(Region pointing data)
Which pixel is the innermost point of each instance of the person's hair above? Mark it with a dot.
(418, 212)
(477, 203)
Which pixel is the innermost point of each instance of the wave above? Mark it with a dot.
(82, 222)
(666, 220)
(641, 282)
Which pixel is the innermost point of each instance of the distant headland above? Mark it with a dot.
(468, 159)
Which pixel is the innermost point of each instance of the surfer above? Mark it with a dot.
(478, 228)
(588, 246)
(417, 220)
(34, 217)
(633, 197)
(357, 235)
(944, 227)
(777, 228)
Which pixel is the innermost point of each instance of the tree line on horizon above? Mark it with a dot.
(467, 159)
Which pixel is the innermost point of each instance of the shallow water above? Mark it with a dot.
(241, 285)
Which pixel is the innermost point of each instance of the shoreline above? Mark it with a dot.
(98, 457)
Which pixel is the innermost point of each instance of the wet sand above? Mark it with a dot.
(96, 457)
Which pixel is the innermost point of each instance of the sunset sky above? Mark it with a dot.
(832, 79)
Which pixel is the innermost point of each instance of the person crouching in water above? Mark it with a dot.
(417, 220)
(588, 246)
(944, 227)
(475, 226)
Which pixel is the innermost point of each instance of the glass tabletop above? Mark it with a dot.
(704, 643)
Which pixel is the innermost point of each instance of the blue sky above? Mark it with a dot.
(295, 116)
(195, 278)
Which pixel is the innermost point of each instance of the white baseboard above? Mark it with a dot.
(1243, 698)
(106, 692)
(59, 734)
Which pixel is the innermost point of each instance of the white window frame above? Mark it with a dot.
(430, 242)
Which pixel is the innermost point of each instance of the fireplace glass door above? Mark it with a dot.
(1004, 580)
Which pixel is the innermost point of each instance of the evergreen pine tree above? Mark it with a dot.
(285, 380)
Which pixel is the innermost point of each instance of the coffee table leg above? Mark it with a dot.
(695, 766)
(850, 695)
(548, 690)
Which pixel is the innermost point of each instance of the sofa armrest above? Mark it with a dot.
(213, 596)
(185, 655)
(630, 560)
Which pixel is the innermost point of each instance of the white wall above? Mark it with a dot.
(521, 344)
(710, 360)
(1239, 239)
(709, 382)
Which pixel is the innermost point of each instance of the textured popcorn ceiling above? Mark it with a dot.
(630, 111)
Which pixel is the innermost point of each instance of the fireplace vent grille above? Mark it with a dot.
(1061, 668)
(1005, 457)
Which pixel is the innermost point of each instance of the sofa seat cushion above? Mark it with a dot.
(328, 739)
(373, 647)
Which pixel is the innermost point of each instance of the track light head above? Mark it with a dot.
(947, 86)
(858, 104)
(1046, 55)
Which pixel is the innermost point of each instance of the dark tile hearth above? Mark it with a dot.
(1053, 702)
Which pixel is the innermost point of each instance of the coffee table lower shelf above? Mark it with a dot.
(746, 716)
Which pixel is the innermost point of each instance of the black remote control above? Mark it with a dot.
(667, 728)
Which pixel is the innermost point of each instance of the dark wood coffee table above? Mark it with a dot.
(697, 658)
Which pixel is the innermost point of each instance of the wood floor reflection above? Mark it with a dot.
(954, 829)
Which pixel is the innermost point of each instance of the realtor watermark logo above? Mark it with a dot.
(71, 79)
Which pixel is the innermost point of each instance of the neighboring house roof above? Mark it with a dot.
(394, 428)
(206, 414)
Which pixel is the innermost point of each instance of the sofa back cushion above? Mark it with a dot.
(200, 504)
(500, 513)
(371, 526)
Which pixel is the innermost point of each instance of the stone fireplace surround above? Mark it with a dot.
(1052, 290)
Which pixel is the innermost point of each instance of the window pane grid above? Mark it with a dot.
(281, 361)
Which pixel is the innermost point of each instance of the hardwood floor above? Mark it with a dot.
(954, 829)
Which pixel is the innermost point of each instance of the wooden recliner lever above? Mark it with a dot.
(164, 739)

— Work to be completed —
Each line of the records belongs in the answer, reproduced exactly.

— Finished task —
Which pixel is the innermost point of each instance of the person's hair above? Mark it with a dot.
(418, 212)
(477, 203)
Which pixel is the innermost point of each instance of the wave above? Mark it with a dot.
(82, 222)
(666, 220)
(641, 282)
Which pixel is the innermost point of each instance of the distant headland above? Mark it with a dot.
(468, 159)
Which pixel is the innermost point of each instance of the surfer above? Mark it with a dot.
(478, 228)
(588, 246)
(417, 220)
(34, 217)
(633, 197)
(357, 235)
(944, 227)
(777, 228)
Which pixel is the innermost point of each instance of the tree line on horizon above? Mark it with a dot.
(467, 159)
Which pixel is the innermost point of each instance of the shallow water above? Mark it with a dot.
(241, 285)
Which pixel is the innermost point of each instance of the shoreline above? Mark it with a dot.
(98, 457)
Which pixel is the innermost point of each instance of the wet sand above? Mark it with a dot.
(96, 457)
Which pixel is the innermost point of each instance of the sunset sky above? Mark it with a dot.
(832, 79)
Which pixel is the innermost point of each instance of the person crouching in water above? Mark it with a dot.
(417, 220)
(588, 246)
(944, 227)
(475, 226)
Which pixel is the innermost point of each instance of the glass tabletop above? Mark it with a dot.
(704, 643)
Which pixel is the innermost point of each instance of the blue sky above? Mark it with a dot.
(295, 116)
(195, 278)
Which pixel is the innermost point of each instance of the white baseboard above? Mark it with a dot.
(1243, 698)
(106, 692)
(59, 734)
Which pixel is the innermost point of each instance of the white window frame above? Mark it with a dot.
(430, 242)
Which pixel is the innermost point of each instance of the fireplace glass door above? Mark it with a dot.
(1004, 580)
Which pixel is the innermost point of each instance of the evergreen pine tree above? Mark it with a dot.
(285, 380)
Which pixel is the innermost point of each instance of the coffee table leg above? Mark it with a dot.
(695, 766)
(850, 695)
(548, 690)
Which pixel is the innermost point of each instance of the sofa armrest above? Mark it with a dot.
(213, 596)
(185, 655)
(630, 560)
Which pixel is the innermost point of each instance of the white wall above? Mark it with a dot.
(521, 344)
(710, 360)
(1239, 239)
(709, 382)
Which pixel is the innermost point of each instance of the textured popcorn ceiling above? Mark it with a dot.
(630, 111)
Which pixel is the innermost point of each instance of the fireplace vent grille above? Mark it with a dot.
(1061, 668)
(1005, 457)
Which pixel is the innermost point of each instance of the sofa seat cushion above? Mark it with a dot.
(328, 739)
(373, 647)
Which pixel is the innermost point of each instance of the track light head above? Mark it with a dot.
(947, 86)
(858, 104)
(1046, 55)
Which pixel is the innermost point of each instance of the dark tile hearth above? Mark it with a dot.
(1053, 702)
Which pixel is the innermost point of each instance of the coffee table lower shelf above? Mark it with a dot.
(746, 716)
Which pixel is the innermost point of each instance of the black remote control above? Mark it with a dot.
(667, 728)
Which pixel is the innermost point of each instance of the dark wood coffee table above? Mark it with a dot.
(697, 658)
Which pixel is the innermost point of each instance of the wood floor reflection above? Mark it with a dot.
(954, 829)
Which pixel is the innermost point of each instance of the realtor watermark logo above? Mark it with a dot.
(71, 79)
Which pixel is the innermost point of each instance of the neighboring house roof above? Mark it with a dot.
(394, 428)
(206, 414)
Which pixel is the innermost point of each instance of the sofa back cushion above? Mark it with a dot.
(200, 504)
(500, 513)
(371, 526)
Which pixel is the innermost point of each instance of the stone fireplace surround above? Mark it with a dot.
(1052, 290)
Which pixel is the innermost point of each instance of the window pane grid above? Mark it with a dot.
(281, 361)
Which pixel is the innermost point of each instance of the hardwood floor above? Mark it with a dot.
(954, 829)
Which pixel is the innermost point of each instance of the wooden recliner lever above? Mark it with a dot.
(164, 739)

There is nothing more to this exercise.